Records from a collection
-=-=-

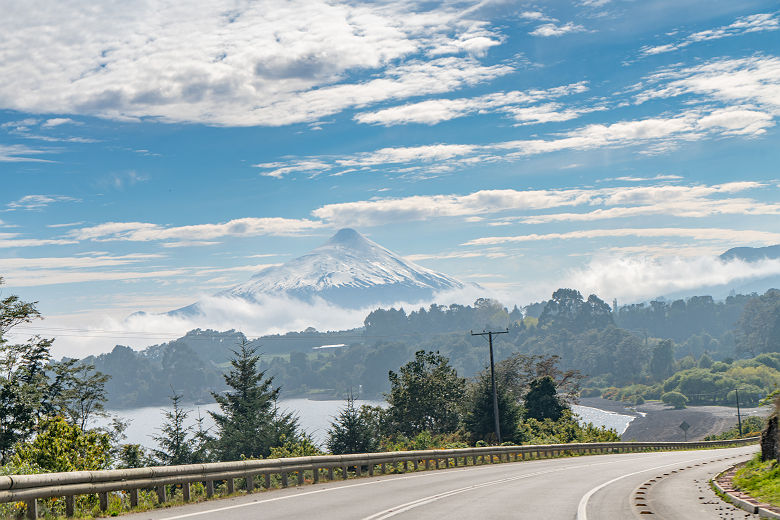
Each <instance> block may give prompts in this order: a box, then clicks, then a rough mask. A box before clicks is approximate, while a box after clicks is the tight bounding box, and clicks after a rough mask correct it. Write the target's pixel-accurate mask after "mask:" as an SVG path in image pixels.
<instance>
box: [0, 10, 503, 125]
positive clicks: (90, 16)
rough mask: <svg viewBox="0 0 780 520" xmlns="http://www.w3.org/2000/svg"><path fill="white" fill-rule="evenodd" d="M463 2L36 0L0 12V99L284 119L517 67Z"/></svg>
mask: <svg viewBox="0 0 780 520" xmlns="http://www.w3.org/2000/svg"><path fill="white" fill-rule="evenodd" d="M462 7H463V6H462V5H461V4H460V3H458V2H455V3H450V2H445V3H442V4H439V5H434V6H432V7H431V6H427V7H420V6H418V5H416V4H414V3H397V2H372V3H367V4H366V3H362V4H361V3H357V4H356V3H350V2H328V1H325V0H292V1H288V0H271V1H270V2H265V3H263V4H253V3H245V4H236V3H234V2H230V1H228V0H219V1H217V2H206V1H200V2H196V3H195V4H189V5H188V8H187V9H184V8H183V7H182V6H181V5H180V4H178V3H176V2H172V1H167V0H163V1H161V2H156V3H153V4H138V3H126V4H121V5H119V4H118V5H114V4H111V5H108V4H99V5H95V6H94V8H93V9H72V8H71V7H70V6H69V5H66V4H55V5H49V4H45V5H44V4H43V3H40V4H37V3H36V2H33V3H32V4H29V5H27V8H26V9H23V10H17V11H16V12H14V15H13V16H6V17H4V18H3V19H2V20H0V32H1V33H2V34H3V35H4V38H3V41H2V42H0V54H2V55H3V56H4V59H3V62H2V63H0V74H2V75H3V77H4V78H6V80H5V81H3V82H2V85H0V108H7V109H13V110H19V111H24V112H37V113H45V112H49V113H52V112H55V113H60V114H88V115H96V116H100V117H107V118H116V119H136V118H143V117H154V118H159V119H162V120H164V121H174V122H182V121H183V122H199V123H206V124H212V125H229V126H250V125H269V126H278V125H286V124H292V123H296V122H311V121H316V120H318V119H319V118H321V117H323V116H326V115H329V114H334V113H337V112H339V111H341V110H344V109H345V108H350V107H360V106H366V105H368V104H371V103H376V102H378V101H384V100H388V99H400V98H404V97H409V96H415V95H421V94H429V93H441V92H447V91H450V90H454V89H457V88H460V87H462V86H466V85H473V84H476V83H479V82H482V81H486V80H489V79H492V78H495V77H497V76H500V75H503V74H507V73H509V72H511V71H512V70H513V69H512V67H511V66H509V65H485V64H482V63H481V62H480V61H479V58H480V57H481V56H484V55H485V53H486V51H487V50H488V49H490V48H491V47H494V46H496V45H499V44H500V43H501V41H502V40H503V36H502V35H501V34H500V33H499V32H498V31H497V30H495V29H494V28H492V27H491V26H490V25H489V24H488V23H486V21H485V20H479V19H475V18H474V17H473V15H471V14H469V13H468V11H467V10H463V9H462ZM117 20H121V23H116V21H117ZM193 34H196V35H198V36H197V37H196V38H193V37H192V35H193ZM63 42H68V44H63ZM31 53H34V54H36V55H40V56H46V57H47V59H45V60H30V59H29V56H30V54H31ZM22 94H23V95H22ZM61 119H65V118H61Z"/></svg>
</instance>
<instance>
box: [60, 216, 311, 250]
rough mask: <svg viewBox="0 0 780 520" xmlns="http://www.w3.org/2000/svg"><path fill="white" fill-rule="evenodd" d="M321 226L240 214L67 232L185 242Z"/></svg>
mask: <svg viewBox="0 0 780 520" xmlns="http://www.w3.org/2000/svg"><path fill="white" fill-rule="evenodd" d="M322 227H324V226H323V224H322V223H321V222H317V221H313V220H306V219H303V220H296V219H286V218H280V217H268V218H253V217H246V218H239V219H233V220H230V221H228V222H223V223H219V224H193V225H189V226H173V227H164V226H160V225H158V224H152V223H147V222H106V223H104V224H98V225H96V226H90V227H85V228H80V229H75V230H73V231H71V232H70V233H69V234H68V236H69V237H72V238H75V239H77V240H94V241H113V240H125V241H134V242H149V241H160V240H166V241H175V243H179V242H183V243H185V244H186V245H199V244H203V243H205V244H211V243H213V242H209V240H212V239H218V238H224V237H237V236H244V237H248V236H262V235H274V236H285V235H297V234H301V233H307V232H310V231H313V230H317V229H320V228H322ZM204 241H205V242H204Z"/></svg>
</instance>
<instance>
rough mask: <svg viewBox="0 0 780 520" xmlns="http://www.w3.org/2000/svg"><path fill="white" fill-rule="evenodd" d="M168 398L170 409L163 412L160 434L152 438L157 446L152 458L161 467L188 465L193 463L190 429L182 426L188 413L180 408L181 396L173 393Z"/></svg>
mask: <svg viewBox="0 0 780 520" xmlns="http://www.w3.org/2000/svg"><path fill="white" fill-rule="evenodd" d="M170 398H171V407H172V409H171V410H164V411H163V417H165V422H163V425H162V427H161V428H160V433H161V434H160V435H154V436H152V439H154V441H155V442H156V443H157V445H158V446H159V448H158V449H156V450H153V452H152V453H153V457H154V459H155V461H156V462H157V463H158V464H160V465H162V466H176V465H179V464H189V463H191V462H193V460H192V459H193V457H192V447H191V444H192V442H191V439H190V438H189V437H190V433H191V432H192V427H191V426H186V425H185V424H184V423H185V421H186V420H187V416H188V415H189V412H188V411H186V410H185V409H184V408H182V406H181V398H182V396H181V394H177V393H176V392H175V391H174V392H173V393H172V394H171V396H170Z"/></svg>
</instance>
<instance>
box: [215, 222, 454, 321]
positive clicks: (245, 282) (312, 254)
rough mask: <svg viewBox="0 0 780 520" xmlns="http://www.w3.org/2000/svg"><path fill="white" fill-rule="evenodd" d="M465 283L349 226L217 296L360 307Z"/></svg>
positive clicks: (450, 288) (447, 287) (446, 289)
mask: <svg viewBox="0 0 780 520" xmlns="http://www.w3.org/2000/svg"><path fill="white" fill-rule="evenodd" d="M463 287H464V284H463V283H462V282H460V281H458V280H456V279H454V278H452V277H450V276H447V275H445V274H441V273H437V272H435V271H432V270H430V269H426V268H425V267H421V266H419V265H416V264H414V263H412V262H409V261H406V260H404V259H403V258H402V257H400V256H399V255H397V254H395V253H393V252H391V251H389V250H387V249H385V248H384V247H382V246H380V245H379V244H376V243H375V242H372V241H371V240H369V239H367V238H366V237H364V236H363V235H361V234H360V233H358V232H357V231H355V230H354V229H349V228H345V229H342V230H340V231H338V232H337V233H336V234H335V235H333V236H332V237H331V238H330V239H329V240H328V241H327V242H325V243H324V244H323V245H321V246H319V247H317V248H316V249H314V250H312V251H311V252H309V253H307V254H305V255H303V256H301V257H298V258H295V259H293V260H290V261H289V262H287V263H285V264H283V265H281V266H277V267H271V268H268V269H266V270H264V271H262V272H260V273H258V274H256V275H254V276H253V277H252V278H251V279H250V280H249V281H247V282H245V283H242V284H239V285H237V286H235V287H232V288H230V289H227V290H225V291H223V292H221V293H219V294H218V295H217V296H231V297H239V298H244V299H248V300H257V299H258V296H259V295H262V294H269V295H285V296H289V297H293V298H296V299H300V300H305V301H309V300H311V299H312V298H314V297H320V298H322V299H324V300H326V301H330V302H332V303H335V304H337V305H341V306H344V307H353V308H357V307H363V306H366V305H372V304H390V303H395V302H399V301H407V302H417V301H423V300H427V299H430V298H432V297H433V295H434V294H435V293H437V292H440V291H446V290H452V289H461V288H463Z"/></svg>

-=-=-

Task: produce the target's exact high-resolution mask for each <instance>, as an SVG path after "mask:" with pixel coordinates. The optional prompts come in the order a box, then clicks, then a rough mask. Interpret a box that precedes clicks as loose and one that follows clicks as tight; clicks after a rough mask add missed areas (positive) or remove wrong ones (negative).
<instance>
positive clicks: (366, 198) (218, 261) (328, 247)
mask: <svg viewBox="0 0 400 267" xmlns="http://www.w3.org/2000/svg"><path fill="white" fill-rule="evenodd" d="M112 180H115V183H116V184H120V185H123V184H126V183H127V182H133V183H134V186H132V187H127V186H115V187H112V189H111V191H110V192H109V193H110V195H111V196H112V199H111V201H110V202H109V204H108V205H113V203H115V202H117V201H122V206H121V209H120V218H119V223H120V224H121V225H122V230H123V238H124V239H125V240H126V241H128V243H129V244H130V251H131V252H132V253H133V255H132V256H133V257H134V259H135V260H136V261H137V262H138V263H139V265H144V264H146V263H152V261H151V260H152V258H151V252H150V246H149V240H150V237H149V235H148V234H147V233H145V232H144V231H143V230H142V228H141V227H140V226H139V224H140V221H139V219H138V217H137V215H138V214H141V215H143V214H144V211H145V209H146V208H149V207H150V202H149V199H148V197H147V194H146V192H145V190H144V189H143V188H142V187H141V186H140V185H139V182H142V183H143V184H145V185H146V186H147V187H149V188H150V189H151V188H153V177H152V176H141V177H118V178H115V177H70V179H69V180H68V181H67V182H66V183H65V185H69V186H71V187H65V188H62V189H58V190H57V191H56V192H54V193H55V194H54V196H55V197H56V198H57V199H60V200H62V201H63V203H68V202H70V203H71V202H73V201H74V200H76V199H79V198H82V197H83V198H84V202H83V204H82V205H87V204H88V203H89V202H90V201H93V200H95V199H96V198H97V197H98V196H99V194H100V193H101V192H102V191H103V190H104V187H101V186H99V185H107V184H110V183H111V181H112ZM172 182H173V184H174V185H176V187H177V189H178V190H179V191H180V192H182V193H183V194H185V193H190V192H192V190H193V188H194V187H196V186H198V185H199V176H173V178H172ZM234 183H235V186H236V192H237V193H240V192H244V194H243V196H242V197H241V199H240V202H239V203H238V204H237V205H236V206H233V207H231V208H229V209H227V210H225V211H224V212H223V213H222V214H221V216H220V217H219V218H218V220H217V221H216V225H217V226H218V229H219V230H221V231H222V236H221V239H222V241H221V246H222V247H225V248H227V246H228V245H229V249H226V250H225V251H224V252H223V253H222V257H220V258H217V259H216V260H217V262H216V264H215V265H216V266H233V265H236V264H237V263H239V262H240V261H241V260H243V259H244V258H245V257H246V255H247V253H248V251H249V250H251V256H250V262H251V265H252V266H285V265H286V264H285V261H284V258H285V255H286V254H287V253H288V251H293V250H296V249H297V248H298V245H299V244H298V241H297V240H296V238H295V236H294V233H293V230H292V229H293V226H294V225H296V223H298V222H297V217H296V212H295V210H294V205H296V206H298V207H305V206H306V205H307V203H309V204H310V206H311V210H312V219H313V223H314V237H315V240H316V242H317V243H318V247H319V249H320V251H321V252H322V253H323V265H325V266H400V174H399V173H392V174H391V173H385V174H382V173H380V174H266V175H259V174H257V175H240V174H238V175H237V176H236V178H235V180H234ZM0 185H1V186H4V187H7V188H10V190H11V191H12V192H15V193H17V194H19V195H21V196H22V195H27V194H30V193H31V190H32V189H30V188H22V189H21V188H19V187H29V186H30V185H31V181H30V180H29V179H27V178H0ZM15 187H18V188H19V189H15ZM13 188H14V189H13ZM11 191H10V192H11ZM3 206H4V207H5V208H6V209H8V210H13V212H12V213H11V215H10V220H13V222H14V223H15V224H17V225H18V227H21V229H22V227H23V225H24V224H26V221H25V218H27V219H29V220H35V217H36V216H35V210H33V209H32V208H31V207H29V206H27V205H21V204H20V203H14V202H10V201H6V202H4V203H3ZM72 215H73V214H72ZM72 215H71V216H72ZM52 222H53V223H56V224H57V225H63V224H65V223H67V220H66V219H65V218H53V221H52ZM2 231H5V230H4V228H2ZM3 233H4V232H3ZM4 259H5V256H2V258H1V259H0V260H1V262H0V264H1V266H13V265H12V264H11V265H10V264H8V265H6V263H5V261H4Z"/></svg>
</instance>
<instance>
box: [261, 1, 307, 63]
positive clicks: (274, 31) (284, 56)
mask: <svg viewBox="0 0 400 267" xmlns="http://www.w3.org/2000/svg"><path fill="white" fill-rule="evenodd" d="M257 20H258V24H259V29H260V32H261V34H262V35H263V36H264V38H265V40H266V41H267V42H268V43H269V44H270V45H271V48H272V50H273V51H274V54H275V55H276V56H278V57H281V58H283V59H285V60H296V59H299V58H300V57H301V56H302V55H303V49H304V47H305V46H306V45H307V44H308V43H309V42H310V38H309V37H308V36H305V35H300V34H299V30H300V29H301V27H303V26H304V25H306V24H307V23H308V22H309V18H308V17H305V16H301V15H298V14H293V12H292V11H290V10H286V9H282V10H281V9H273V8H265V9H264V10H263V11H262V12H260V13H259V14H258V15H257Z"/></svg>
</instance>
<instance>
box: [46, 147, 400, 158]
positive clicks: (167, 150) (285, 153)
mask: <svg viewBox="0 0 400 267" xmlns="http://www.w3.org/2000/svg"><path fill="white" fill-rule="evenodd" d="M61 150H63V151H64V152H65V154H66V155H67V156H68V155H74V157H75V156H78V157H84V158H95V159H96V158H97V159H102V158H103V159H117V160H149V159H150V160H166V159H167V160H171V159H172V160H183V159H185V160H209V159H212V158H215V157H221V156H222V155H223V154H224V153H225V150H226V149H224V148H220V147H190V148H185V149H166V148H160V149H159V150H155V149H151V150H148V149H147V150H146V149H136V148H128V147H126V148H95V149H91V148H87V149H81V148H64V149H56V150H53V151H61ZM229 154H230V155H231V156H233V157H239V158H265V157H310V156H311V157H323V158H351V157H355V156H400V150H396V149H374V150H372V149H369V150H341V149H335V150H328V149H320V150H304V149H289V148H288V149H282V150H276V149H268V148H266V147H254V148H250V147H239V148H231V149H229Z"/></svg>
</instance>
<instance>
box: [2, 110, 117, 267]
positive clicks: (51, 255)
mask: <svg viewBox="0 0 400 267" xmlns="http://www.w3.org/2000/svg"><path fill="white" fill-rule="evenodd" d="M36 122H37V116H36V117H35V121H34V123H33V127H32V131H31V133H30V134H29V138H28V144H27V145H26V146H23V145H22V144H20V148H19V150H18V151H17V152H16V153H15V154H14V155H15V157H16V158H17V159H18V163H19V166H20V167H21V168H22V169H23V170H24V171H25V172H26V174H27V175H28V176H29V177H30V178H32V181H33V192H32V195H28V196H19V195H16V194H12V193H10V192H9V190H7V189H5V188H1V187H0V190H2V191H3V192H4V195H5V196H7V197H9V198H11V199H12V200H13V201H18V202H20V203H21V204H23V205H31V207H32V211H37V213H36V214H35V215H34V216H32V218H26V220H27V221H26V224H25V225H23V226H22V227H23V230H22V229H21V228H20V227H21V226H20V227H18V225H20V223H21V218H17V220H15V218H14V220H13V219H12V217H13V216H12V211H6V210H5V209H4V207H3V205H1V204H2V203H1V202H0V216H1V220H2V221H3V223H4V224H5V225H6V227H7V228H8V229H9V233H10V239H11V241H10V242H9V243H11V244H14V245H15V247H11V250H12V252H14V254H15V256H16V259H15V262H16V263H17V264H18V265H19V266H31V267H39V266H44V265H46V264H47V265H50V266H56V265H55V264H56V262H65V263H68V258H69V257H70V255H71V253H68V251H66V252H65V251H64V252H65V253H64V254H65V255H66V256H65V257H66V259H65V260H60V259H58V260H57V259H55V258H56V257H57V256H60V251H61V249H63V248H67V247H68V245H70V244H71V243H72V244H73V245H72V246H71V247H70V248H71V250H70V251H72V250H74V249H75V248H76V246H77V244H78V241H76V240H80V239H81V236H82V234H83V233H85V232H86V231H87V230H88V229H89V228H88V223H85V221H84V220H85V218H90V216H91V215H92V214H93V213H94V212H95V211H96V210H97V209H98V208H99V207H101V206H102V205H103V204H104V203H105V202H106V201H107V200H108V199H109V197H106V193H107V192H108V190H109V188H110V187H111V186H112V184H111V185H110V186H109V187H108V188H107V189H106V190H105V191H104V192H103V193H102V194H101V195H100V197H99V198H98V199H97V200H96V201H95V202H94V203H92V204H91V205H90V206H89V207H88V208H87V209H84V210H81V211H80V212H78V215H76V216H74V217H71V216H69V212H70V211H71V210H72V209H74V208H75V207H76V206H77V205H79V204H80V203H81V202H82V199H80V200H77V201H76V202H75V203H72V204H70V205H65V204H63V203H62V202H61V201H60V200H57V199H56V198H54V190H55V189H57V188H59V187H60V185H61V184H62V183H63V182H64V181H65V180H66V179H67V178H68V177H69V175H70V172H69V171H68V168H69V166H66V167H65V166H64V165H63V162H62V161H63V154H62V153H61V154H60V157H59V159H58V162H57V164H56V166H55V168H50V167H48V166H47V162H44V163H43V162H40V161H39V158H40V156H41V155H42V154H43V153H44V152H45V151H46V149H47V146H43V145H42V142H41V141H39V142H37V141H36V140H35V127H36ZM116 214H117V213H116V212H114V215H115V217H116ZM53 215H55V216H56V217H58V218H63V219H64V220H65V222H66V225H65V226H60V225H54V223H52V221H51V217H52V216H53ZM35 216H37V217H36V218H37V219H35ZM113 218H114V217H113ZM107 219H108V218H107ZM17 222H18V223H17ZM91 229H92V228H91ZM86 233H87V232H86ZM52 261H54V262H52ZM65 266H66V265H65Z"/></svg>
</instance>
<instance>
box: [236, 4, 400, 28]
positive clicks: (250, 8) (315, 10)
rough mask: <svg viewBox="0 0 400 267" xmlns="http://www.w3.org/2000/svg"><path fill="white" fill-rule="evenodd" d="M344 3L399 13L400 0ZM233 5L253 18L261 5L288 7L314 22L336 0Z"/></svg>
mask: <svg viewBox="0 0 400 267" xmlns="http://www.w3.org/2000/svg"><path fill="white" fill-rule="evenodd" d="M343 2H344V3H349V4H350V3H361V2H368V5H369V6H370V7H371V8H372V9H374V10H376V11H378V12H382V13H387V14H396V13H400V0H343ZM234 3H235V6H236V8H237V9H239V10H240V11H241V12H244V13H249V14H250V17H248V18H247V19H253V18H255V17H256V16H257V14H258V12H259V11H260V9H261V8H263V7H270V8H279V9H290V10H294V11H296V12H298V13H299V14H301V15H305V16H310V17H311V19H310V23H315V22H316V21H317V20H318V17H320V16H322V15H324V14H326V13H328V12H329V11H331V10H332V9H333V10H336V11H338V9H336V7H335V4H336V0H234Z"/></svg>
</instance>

-=-=-

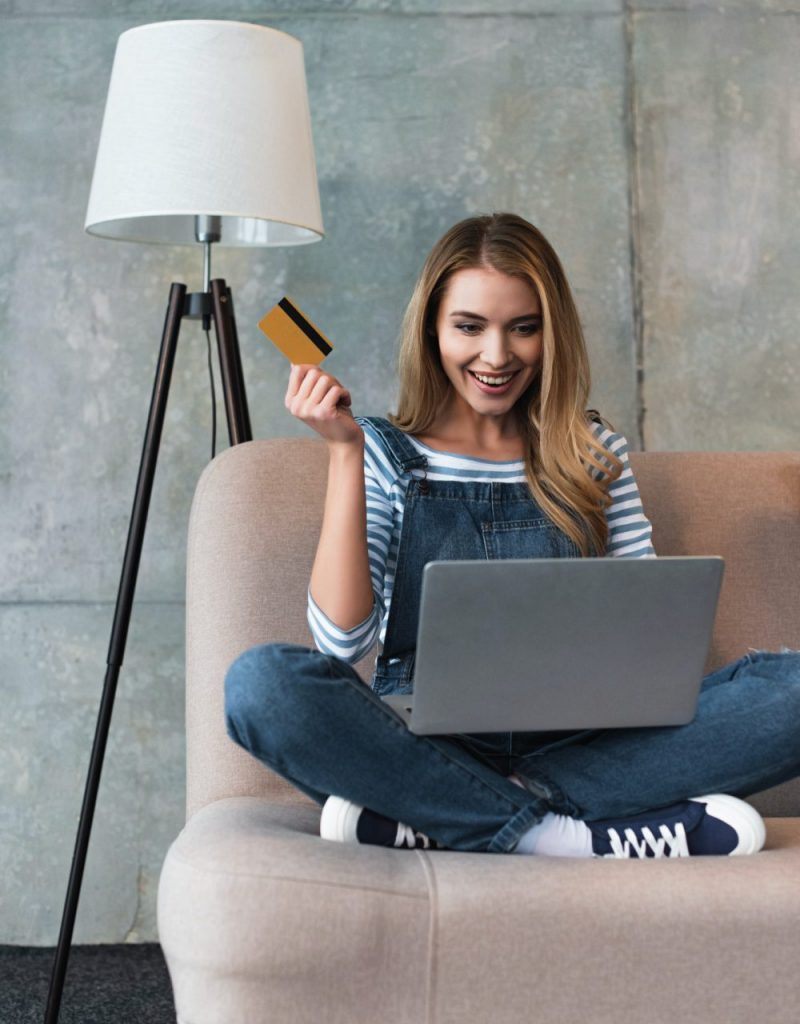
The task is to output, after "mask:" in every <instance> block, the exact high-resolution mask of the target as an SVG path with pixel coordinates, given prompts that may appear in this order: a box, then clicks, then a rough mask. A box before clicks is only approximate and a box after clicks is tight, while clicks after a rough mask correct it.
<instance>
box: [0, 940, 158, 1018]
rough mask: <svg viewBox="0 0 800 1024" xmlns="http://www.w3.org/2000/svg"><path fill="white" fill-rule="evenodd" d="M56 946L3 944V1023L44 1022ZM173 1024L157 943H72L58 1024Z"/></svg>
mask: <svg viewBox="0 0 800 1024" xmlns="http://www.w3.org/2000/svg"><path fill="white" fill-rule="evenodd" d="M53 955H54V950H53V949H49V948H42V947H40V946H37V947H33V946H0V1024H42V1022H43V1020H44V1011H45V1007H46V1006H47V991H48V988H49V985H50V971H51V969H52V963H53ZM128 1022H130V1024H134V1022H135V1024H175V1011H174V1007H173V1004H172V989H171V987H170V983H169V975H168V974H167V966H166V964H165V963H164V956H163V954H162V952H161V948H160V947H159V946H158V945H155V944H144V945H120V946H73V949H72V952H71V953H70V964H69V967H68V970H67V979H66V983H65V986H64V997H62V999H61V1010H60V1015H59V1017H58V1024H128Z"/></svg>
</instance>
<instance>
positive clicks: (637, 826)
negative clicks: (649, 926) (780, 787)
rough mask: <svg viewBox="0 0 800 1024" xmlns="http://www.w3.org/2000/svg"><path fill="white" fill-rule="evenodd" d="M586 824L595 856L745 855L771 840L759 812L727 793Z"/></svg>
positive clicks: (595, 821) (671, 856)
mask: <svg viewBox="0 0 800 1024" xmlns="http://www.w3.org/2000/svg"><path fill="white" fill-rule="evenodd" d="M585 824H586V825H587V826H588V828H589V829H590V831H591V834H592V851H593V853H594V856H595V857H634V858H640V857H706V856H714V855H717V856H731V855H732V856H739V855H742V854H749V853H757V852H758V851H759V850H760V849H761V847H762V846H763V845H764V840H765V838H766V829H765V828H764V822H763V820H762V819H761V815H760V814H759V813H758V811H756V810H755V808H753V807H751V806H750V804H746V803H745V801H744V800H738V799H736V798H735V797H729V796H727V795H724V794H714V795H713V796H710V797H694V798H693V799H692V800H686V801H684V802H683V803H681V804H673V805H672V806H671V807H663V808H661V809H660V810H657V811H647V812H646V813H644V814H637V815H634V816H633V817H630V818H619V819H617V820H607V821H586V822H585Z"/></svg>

-=-=-

- What the task asks -
Wherever "resolution" turns up in the records, copy the whole line.

- Finished exercise -
Task: produce the target's exact high-resolution mask for each <instance>, as an SVG path after "mask:" with pixel coordinates. The optional prompts come in the order a box, then clicks, then a rough mask. Interpret a box that precedes clicks as loose and one that follows clicks as tight; clicks after a rough mask add missed areas (positive) or remove wrong ones (negative).
The task is to output, after "mask:" in every <instance> block, the exact high-resolution mask of the target as an SVG path with pixel coordinates, given prompts that may appear in this order: a box, then clicks, then a rough mask. A box before clicks is only approximate and a box after clicks is tight, while clicks after a rough mask correct it.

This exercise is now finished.